What to do:
The answer must consist of every line from the entries that holds the word "around".

Records for this task:

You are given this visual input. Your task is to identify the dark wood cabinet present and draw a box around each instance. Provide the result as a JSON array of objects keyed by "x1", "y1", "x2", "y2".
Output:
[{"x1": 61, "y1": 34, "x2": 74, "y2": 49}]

* * *

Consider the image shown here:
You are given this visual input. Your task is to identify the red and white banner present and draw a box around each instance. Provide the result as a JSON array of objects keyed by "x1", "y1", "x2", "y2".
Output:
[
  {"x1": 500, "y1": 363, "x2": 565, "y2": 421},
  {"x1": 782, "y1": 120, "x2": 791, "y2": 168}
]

Exercise response:
You are given this visual input. Your task is to identify the dark wood cabinet present and draw a box around each instance. Provide the result as a JSON array of objects keyed by "x1", "y1", "x2", "y2".
You are given this visual input. Your task is to identify the red and white banner present and draw a box around each instance. Provide the result as a JSON array of objects keyed by "x1", "y1", "x2", "y2".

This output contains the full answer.